-- Data for the task follows --

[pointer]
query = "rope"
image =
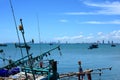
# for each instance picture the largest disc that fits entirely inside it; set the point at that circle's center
(15, 25)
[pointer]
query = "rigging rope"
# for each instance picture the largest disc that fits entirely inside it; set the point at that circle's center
(15, 25)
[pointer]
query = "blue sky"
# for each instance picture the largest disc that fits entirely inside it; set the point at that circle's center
(62, 20)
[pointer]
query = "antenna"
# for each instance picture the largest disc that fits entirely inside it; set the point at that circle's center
(39, 32)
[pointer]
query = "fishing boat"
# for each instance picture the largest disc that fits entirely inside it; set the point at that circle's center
(25, 67)
(113, 45)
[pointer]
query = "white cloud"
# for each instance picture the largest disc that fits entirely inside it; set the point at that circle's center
(106, 8)
(100, 36)
(100, 22)
(63, 20)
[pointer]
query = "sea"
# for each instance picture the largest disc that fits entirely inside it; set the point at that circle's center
(68, 56)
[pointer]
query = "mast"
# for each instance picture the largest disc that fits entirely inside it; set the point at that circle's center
(27, 48)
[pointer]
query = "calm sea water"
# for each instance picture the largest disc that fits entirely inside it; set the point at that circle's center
(102, 57)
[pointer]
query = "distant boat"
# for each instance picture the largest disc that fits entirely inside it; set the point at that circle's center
(113, 45)
(93, 46)
(3, 44)
(1, 50)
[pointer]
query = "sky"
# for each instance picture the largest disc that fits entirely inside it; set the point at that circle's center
(73, 21)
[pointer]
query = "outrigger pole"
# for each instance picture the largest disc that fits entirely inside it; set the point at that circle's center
(27, 48)
(15, 24)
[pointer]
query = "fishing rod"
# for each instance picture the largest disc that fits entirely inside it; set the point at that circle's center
(21, 28)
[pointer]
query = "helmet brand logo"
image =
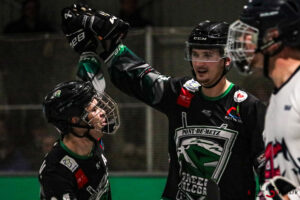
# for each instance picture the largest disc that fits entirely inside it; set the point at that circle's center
(56, 94)
(267, 14)
(200, 38)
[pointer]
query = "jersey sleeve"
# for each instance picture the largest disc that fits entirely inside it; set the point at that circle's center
(171, 186)
(57, 183)
(133, 76)
(254, 119)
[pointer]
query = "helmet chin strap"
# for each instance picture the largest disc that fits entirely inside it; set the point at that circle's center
(222, 75)
(86, 134)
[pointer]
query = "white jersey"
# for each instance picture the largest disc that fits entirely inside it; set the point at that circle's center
(282, 131)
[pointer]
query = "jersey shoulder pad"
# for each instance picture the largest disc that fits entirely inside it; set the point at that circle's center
(69, 162)
(240, 96)
(192, 85)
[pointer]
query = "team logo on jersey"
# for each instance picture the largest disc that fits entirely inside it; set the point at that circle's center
(69, 162)
(233, 114)
(192, 85)
(240, 96)
(185, 98)
(81, 178)
(287, 107)
(203, 153)
(66, 196)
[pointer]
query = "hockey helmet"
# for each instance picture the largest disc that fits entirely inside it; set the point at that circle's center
(69, 99)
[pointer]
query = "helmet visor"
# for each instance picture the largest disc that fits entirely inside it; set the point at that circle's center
(203, 53)
(102, 114)
(242, 42)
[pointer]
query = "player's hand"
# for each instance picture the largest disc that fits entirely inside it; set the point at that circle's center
(80, 38)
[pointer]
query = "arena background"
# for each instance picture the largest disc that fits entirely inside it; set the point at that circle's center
(31, 64)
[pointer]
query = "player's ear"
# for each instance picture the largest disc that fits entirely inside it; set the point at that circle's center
(75, 120)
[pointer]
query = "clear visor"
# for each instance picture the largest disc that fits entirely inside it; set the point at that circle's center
(242, 42)
(102, 114)
(202, 53)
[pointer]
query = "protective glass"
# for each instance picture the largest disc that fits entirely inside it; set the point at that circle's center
(211, 55)
(242, 42)
(102, 114)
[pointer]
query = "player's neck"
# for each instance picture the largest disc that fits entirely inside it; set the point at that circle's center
(283, 69)
(216, 91)
(79, 146)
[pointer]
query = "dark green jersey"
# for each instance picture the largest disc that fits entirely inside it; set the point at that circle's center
(209, 138)
(65, 175)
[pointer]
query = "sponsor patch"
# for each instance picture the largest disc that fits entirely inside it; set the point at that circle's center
(69, 162)
(185, 98)
(192, 85)
(81, 178)
(240, 96)
(66, 196)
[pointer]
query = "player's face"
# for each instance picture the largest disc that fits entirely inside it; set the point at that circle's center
(208, 65)
(96, 118)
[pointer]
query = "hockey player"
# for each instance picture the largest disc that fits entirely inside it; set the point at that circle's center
(76, 168)
(215, 127)
(267, 36)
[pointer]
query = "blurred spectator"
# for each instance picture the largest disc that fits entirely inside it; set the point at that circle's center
(131, 13)
(39, 138)
(11, 158)
(47, 143)
(29, 21)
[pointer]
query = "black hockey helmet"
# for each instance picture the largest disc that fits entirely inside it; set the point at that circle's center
(208, 35)
(259, 16)
(66, 100)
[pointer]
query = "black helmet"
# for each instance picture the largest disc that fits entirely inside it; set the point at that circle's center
(207, 35)
(66, 100)
(257, 18)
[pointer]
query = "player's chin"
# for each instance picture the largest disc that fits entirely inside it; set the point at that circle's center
(202, 79)
(96, 133)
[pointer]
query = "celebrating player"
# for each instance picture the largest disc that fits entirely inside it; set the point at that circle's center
(76, 168)
(215, 127)
(268, 36)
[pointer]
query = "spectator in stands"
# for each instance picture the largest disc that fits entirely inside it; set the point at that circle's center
(30, 21)
(131, 13)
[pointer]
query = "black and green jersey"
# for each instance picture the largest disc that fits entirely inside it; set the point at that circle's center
(209, 138)
(65, 175)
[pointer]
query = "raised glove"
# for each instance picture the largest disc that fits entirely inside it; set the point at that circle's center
(277, 187)
(80, 39)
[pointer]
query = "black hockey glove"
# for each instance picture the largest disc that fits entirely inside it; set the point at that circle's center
(80, 39)
(107, 28)
(277, 187)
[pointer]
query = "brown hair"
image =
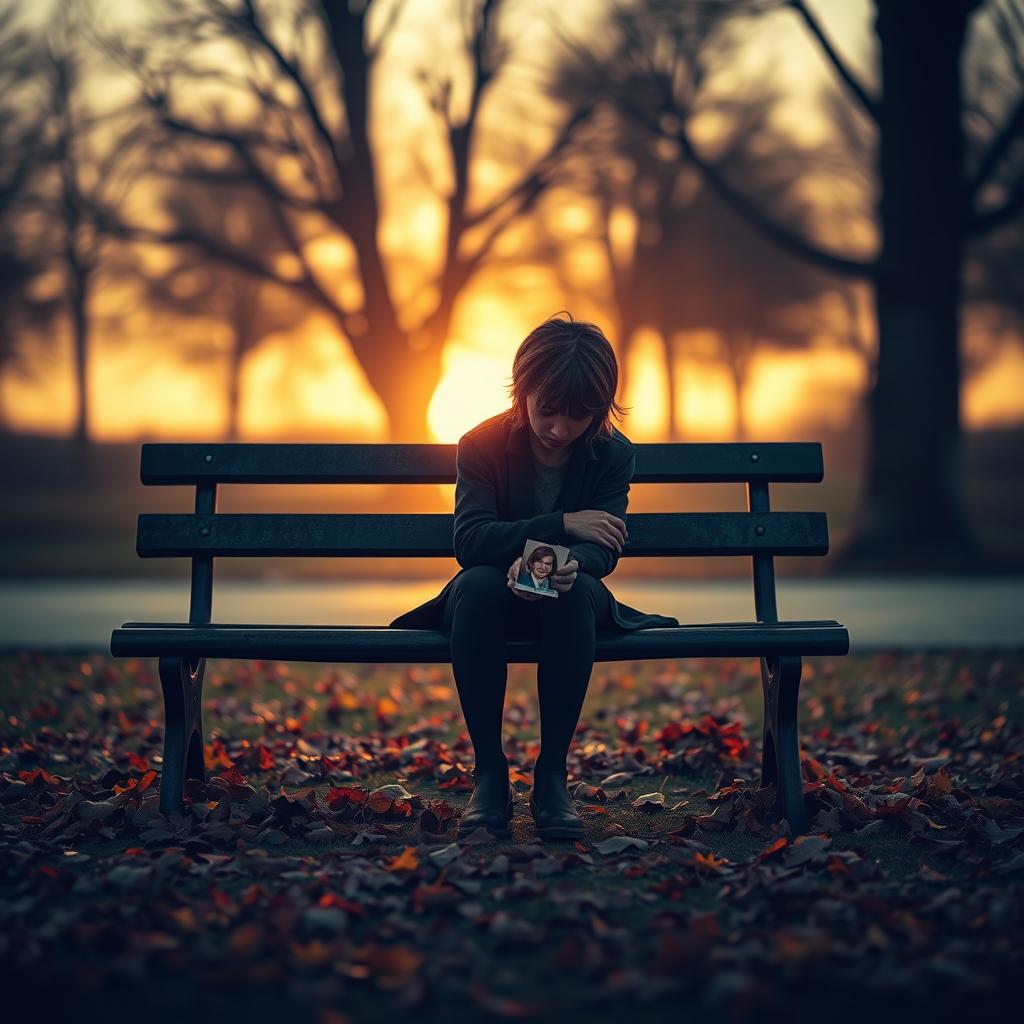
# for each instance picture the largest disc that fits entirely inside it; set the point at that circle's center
(572, 367)
(542, 551)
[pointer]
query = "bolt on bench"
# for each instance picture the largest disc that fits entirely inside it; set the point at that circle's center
(183, 647)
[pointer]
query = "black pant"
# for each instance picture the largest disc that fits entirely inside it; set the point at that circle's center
(480, 612)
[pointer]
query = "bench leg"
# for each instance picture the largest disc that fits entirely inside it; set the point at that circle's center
(182, 684)
(780, 763)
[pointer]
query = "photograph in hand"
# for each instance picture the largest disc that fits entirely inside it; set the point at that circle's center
(540, 561)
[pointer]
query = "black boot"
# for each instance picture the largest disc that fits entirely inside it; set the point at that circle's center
(552, 807)
(491, 805)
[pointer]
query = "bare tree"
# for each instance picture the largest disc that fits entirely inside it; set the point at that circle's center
(931, 199)
(690, 262)
(196, 287)
(24, 313)
(290, 114)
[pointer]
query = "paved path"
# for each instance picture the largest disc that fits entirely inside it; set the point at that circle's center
(937, 613)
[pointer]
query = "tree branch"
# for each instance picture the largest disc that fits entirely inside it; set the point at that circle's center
(870, 105)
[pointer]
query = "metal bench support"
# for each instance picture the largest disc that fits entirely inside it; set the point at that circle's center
(181, 680)
(780, 738)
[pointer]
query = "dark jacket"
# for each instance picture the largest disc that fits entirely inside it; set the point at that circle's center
(494, 510)
(527, 581)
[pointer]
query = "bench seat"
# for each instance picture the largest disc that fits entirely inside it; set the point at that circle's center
(384, 645)
(759, 534)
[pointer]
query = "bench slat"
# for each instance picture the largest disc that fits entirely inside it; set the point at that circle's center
(430, 535)
(359, 644)
(318, 626)
(268, 463)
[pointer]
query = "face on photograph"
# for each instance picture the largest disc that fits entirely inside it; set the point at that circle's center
(555, 430)
(543, 566)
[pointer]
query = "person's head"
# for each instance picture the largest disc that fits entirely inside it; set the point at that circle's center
(541, 561)
(564, 377)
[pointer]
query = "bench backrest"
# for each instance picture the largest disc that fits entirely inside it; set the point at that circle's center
(205, 535)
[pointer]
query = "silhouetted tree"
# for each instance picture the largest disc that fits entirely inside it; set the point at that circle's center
(689, 263)
(196, 286)
(24, 312)
(290, 115)
(931, 200)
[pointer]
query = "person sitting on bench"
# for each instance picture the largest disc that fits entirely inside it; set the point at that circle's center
(554, 468)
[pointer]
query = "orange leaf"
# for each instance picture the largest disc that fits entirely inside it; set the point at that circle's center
(710, 861)
(406, 861)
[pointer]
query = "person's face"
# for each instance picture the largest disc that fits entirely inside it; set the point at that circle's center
(555, 430)
(544, 566)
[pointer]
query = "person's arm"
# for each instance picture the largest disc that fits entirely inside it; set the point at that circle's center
(612, 496)
(480, 538)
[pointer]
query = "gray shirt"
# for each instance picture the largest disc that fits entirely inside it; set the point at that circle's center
(547, 484)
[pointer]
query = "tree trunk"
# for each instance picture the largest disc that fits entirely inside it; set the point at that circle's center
(78, 299)
(233, 385)
(912, 513)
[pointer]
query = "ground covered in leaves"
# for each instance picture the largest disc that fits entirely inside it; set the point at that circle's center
(316, 875)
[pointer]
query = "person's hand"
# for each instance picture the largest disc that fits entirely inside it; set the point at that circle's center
(597, 525)
(563, 579)
(513, 574)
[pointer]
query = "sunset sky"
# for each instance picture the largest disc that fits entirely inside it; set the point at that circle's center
(306, 380)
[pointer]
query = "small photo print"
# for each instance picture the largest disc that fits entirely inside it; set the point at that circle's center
(539, 563)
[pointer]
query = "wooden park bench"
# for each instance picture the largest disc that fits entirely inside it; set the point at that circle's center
(204, 536)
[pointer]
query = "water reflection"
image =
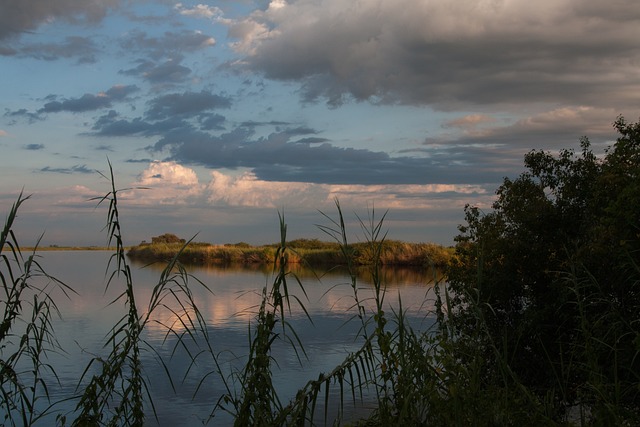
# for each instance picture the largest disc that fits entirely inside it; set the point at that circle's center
(228, 299)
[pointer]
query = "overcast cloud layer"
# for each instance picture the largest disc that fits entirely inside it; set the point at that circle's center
(229, 112)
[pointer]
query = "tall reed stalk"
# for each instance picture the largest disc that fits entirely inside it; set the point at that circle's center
(26, 331)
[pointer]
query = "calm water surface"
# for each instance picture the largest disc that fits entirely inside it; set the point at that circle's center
(229, 309)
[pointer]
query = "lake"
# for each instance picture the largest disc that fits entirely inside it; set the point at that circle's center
(229, 308)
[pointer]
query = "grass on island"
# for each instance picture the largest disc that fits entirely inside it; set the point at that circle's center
(306, 251)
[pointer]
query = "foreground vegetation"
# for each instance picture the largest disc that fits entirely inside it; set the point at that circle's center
(538, 324)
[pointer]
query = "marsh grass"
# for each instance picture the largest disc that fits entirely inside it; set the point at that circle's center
(448, 374)
(309, 252)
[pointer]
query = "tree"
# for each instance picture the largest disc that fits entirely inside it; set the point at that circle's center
(552, 275)
(167, 238)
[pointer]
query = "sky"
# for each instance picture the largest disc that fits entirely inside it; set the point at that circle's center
(218, 117)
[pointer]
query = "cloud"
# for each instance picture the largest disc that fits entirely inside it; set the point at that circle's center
(199, 11)
(169, 44)
(167, 72)
(185, 104)
(169, 183)
(82, 48)
(279, 157)
(72, 170)
(19, 16)
(166, 113)
(448, 54)
(90, 102)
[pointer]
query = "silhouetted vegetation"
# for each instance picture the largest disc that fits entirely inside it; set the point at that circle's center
(538, 324)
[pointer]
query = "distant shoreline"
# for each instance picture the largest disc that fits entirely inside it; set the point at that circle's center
(65, 248)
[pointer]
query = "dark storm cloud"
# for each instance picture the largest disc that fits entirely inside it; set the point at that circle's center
(19, 16)
(112, 124)
(22, 113)
(169, 71)
(448, 54)
(83, 169)
(185, 104)
(89, 102)
(168, 113)
(168, 44)
(81, 48)
(278, 157)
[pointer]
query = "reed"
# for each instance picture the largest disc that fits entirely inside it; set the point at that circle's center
(457, 372)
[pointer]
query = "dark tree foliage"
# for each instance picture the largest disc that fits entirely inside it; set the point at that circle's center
(552, 275)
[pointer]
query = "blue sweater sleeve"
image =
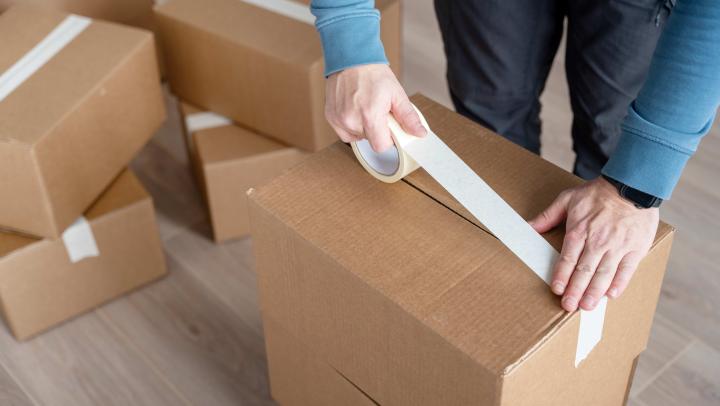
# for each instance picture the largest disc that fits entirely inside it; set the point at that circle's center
(677, 103)
(349, 32)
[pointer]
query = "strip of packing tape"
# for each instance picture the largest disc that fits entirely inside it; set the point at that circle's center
(202, 121)
(296, 11)
(429, 152)
(41, 53)
(79, 241)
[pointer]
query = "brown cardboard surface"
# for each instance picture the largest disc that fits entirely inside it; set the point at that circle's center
(300, 378)
(262, 69)
(71, 127)
(131, 12)
(228, 161)
(40, 287)
(418, 306)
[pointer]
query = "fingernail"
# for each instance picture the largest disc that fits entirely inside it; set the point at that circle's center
(569, 302)
(588, 301)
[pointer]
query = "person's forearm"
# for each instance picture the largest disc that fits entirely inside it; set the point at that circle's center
(677, 104)
(349, 32)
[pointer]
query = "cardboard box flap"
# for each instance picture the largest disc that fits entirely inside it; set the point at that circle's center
(222, 144)
(125, 191)
(69, 73)
(455, 278)
(290, 40)
(527, 182)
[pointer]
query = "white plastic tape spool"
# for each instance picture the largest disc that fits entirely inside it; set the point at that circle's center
(410, 152)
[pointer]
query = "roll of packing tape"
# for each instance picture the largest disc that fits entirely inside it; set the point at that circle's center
(394, 163)
(410, 152)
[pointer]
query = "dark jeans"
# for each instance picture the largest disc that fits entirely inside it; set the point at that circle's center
(499, 54)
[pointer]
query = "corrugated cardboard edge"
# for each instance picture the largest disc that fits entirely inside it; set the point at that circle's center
(252, 197)
(40, 244)
(568, 317)
(148, 38)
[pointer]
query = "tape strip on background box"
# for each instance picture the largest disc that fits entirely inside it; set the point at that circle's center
(202, 121)
(41, 53)
(80, 241)
(430, 153)
(288, 8)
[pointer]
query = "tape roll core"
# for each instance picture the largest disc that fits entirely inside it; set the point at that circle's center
(393, 164)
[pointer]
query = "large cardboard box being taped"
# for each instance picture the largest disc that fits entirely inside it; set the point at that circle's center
(228, 160)
(138, 13)
(414, 303)
(298, 377)
(112, 249)
(71, 126)
(260, 68)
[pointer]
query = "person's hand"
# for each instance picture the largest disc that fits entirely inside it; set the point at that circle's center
(606, 237)
(358, 101)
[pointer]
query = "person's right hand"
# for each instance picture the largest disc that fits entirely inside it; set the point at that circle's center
(358, 101)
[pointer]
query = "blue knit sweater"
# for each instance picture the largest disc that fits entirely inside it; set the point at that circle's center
(664, 125)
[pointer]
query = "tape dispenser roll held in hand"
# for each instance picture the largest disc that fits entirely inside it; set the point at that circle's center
(410, 153)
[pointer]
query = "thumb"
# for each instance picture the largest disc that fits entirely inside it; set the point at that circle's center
(553, 215)
(407, 117)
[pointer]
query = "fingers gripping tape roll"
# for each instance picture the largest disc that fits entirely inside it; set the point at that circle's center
(410, 152)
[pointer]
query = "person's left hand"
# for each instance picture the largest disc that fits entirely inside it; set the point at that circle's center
(606, 237)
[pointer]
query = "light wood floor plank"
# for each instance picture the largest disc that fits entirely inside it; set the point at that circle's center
(667, 341)
(225, 269)
(11, 394)
(194, 340)
(691, 380)
(176, 197)
(83, 362)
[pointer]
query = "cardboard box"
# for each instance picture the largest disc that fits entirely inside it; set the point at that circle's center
(74, 124)
(138, 13)
(41, 286)
(299, 377)
(262, 69)
(228, 160)
(415, 304)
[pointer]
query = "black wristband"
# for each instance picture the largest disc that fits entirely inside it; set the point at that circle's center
(640, 199)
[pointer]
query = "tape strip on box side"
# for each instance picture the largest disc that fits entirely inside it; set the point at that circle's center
(287, 8)
(80, 241)
(202, 121)
(449, 170)
(41, 53)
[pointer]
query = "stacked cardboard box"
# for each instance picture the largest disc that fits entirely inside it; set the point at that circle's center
(392, 294)
(78, 98)
(260, 64)
(137, 13)
(228, 160)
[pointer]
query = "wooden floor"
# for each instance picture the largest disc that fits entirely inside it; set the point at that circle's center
(194, 338)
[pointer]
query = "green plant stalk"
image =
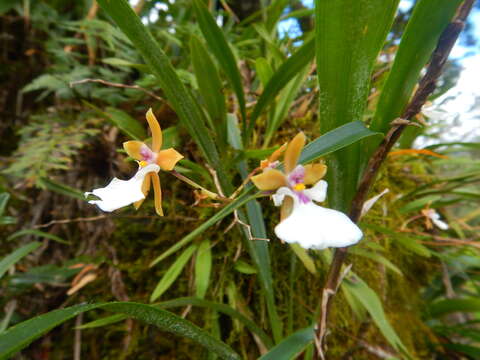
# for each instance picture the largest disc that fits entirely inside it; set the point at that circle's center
(349, 36)
(184, 104)
(429, 19)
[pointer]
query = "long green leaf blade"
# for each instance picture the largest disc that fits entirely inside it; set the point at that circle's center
(172, 273)
(291, 346)
(285, 73)
(349, 37)
(429, 19)
(12, 258)
(323, 145)
(20, 335)
(219, 46)
(181, 99)
(210, 86)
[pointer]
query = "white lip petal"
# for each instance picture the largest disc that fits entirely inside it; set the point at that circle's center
(119, 193)
(280, 195)
(317, 192)
(435, 217)
(315, 227)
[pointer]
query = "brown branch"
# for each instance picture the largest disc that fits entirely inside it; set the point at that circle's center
(425, 89)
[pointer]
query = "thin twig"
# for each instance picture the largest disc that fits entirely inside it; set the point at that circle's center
(425, 88)
(123, 86)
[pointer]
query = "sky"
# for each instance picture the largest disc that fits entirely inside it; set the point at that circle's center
(457, 105)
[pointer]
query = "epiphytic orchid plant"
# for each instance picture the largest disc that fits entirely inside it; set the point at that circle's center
(301, 220)
(119, 193)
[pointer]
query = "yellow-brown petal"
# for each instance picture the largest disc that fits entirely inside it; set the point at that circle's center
(145, 189)
(133, 149)
(270, 179)
(167, 159)
(293, 152)
(287, 208)
(157, 190)
(157, 138)
(277, 153)
(314, 172)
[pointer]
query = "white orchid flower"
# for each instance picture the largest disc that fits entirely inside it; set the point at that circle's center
(119, 193)
(302, 221)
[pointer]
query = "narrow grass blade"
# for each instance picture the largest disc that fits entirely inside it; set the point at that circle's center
(185, 301)
(258, 251)
(210, 86)
(177, 94)
(285, 73)
(349, 37)
(369, 299)
(429, 19)
(203, 267)
(288, 348)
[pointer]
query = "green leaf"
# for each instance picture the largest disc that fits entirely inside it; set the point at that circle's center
(285, 73)
(4, 197)
(185, 301)
(108, 320)
(61, 188)
(284, 104)
(125, 63)
(15, 256)
(369, 299)
(128, 125)
(21, 335)
(409, 242)
(227, 210)
(245, 268)
(223, 308)
(291, 346)
(203, 266)
(264, 70)
(323, 145)
(38, 233)
(173, 272)
(349, 37)
(335, 140)
(472, 351)
(429, 19)
(448, 306)
(378, 258)
(210, 86)
(258, 251)
(218, 44)
(177, 94)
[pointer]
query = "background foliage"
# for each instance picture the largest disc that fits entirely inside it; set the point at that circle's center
(227, 84)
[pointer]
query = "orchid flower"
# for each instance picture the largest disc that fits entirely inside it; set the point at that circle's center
(432, 216)
(119, 193)
(303, 221)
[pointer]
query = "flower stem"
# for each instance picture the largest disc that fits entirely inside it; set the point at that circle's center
(192, 183)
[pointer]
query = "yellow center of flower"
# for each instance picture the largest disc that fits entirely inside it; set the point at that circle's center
(299, 187)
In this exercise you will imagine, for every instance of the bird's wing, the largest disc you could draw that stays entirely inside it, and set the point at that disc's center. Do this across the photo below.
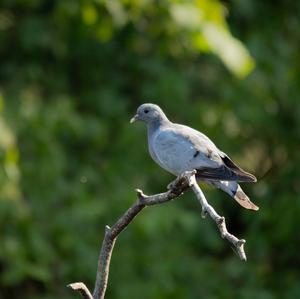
(180, 148)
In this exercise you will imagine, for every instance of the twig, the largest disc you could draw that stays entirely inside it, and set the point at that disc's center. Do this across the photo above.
(176, 188)
(220, 221)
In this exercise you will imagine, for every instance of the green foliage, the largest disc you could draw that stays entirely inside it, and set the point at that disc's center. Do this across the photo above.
(72, 74)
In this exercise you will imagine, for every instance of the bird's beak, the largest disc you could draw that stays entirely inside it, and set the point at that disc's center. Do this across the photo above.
(135, 118)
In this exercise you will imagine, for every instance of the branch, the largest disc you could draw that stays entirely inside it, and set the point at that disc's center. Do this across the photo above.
(220, 221)
(176, 188)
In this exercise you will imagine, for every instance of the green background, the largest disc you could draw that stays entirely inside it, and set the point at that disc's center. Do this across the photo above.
(72, 73)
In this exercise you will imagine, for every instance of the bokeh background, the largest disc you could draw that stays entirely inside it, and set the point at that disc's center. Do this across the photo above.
(72, 73)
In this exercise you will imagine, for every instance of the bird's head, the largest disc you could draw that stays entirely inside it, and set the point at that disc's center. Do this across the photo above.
(149, 113)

-- Data for the task concluded --

## Exercise requirements
A single number is required: the count of lines in the listing that contain the string "plant".

## Answer space
2